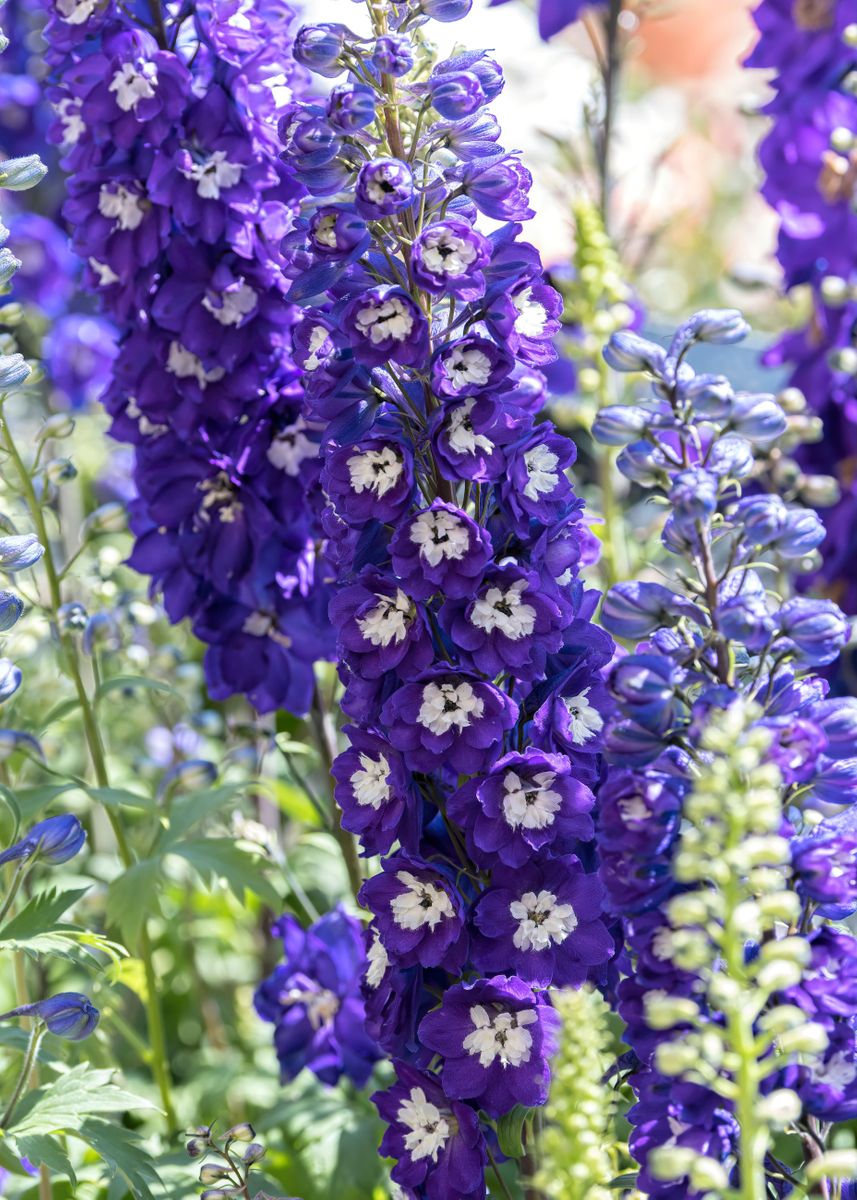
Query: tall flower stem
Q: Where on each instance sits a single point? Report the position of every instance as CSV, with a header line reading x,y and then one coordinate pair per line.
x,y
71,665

===

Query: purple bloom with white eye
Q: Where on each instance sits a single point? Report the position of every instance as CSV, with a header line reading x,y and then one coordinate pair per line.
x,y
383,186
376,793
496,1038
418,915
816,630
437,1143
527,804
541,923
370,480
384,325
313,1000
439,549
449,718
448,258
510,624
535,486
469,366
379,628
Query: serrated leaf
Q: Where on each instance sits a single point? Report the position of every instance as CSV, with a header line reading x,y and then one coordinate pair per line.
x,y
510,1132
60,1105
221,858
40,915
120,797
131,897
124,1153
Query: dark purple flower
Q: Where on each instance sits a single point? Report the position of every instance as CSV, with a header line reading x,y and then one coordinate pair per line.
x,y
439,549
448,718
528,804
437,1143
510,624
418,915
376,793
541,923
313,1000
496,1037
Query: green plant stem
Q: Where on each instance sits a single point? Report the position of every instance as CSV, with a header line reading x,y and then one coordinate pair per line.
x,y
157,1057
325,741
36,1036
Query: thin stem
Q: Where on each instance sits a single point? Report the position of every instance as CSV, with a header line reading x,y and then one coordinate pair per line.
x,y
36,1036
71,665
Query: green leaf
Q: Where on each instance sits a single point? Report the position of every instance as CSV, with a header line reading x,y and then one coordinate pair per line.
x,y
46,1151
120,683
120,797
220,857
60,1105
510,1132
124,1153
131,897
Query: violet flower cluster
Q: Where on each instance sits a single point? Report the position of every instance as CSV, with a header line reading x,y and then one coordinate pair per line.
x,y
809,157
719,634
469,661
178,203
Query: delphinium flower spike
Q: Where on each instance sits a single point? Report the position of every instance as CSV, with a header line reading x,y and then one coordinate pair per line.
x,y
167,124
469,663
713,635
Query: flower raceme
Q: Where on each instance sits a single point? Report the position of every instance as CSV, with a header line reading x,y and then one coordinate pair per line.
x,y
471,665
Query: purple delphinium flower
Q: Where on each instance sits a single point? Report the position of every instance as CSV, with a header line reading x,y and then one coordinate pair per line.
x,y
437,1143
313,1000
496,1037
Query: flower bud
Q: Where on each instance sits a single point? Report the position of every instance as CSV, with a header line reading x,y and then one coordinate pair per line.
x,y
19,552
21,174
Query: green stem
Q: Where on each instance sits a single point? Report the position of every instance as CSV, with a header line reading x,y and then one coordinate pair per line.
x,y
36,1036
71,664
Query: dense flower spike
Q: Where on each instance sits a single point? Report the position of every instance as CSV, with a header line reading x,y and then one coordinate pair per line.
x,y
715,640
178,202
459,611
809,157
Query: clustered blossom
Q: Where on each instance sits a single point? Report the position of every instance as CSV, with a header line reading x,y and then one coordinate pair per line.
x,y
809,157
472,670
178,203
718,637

===

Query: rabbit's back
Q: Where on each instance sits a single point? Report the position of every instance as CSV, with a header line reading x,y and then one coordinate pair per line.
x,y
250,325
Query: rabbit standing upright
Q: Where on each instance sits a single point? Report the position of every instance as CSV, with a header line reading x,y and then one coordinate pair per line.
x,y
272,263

===

| Work task |
Scan the records above and tell how many lines include the word "stem"; the number is all that should be written.

| Task solution |
4